WHAT YOU WILL DO
Please pull out every line below that contains the word "unripe" and copy each one in full. Case counts.

INPUT RECORDS
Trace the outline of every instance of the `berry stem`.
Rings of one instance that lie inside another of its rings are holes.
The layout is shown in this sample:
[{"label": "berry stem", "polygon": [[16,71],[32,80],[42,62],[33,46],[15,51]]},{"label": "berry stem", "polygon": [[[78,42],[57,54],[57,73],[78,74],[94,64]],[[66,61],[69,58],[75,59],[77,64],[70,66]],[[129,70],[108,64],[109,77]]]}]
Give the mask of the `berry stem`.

--

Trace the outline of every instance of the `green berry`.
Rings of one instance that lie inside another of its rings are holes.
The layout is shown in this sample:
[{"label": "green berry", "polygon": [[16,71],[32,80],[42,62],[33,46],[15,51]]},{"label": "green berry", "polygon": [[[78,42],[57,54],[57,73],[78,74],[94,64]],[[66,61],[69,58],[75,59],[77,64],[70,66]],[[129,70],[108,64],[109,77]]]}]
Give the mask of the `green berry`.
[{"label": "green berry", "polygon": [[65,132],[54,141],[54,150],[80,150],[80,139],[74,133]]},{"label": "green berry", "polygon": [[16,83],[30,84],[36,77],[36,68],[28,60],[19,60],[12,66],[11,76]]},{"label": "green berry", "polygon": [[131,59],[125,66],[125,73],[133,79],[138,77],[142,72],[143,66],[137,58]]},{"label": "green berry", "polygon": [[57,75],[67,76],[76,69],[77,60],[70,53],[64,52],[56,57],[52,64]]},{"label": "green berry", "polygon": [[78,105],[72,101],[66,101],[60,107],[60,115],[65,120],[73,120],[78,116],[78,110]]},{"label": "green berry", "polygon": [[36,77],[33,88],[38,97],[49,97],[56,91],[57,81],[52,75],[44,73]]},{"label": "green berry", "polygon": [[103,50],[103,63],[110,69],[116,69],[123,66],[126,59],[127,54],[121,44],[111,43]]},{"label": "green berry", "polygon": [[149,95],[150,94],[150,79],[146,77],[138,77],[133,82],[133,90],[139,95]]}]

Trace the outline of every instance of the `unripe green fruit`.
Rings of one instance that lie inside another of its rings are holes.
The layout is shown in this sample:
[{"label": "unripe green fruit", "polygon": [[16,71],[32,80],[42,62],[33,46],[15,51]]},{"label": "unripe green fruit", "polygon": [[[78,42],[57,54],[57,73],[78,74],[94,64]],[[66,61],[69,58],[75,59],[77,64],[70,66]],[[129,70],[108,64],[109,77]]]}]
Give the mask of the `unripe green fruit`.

TASK OUTPUT
Trace the outline of every instance of the `unripe green fruit`.
[{"label": "unripe green fruit", "polygon": [[16,71],[32,80],[42,62],[33,46],[15,51]]},{"label": "unripe green fruit", "polygon": [[[78,42],[57,54],[57,73],[78,74],[94,64]],[[66,61],[69,58],[75,59],[77,64],[70,66]],[[129,70],[108,64],[109,77]]]}]
Give the mask of the `unripe green fruit`.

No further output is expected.